▸ **Doel**: Herschrijf alle regels van de items hieronder als een genummerde lijst, zonder de lege regels.
··· Invoergegevens ···
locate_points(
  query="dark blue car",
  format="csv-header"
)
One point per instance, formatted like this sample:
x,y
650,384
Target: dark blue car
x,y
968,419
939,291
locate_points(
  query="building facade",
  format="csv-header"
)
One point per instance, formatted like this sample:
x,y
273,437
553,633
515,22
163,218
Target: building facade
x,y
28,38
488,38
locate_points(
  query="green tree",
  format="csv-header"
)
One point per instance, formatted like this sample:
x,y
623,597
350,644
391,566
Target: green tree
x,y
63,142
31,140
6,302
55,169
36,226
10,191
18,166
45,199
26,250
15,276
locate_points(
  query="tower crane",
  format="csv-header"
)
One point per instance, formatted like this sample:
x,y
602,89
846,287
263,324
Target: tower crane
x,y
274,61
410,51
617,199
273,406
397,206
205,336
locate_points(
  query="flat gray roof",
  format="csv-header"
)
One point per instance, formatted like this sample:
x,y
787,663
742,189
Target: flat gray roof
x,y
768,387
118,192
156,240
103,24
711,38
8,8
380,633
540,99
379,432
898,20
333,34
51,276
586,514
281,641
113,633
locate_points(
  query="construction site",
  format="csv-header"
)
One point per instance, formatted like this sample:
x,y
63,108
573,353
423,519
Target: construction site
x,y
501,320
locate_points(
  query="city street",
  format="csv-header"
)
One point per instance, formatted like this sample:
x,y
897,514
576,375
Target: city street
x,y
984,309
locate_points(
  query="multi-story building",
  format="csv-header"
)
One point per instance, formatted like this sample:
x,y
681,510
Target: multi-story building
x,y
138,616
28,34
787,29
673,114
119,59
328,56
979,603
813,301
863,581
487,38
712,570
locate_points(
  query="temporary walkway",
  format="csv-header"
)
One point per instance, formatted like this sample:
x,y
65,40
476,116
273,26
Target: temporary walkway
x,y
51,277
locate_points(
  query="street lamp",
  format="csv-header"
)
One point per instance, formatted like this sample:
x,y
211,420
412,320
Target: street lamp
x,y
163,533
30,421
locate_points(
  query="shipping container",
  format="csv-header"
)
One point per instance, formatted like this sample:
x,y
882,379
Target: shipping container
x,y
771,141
···
▸ **Resultaat**:
1. locate_points(
2.   query="dark blue car",
3.   format="csv-header"
4. )
5. One point per instance, formatted like this sample:
6. x,y
7. 650,384
8. Target: dark blue car
9. x,y
10. 968,419
11. 939,291
12. locate_points(
13.   query="building facade",
14.   format="csv-header"
15. )
16. One point per instance, formatted like this sample:
17. x,y
18. 273,437
19. 553,633
20. 515,22
21. 163,218
22. Target: building facade
23. x,y
24. 28,38
25. 488,38
26. locate_points(
27.   query="green tree",
28.   format="csv-header"
29. )
30. One point per instance, formatted like this sample:
31. x,y
32. 623,597
33. 350,644
34. 391,566
35. Target: green tree
36. x,y
37. 63,142
38. 31,140
39. 6,302
40. 55,169
41. 36,226
42. 10,191
43. 18,166
44. 45,199
45. 26,250
46. 15,276
47. locate_points(
48.   query="tower crane",
49.   format="csv-header"
50. )
51. One point per instance, formatted like this sample:
52. x,y
53. 602,89
54. 846,287
55. 263,324
56. Target: tower crane
57. x,y
58. 274,61
59. 410,51
60. 617,199
61. 273,406
62. 397,206
63. 205,336
64. locate_points(
65.   query="flat gray roof",
66.   format="csv-header"
67. )
68. One point per instance, formatted like this sample:
69. x,y
70. 787,663
71. 742,189
72. Target: flat gray roof
73. x,y
74. 768,387
75. 118,192
76. 156,240
77. 103,24
78. 711,38
79. 8,8
80. 380,633
81. 540,99
82. 379,432
83. 898,20
84. 333,34
85. 51,276
86. 586,514
87. 281,641
88. 113,633
89. locate_points(
90.   query="construction site",
91.   format="csv-header"
92. )
93. One point per instance, formatted like this sample:
94. x,y
95. 63,108
96. 573,353
97. 423,519
98. Target: construction site
99. x,y
100. 501,320
101. locate_points(
102.   query="city street",
103.   format="csv-header"
104. )
105. One point per instance, formatted like this sample:
106. x,y
107. 897,514
108. 576,375
109. Target: city street
110. x,y
111. 984,309
112. locate_points(
113.   query="multi-story building",
114.   format="csv-header"
115. )
116. One point per instance, formatted like this sample:
117. x,y
118. 681,510
119. Target: multi-story building
120. x,y
121. 138,616
122. 28,34
123. 787,29
124. 673,114
125. 119,59
126. 328,56
127. 979,603
128. 813,301
129. 863,581
130. 487,38
131. 712,570
132. locate_points(
133.   query="temporary walkway",
134.   format="csv-header"
135. )
136. One point per instance, formatted like this sample:
137. x,y
138. 65,40
139. 476,116
140. 273,26
141. Target: temporary walkway
142. x,y
143. 51,277
144. locate_points(
145.   query="street lamp",
146.   format="csv-header"
147. )
148. One point per instance, formatted like this sample:
149. x,y
150. 211,420
151. 412,320
152. Target: street lamp
153. x,y
154. 163,533
155. 30,421
156. locate_points(
157.   query="shipping container",
158.   format="csv-header"
159. )
160. One point per instance, formatted like this sample:
161. x,y
162. 882,379
163. Target: shipping container
164. x,y
165. 771,141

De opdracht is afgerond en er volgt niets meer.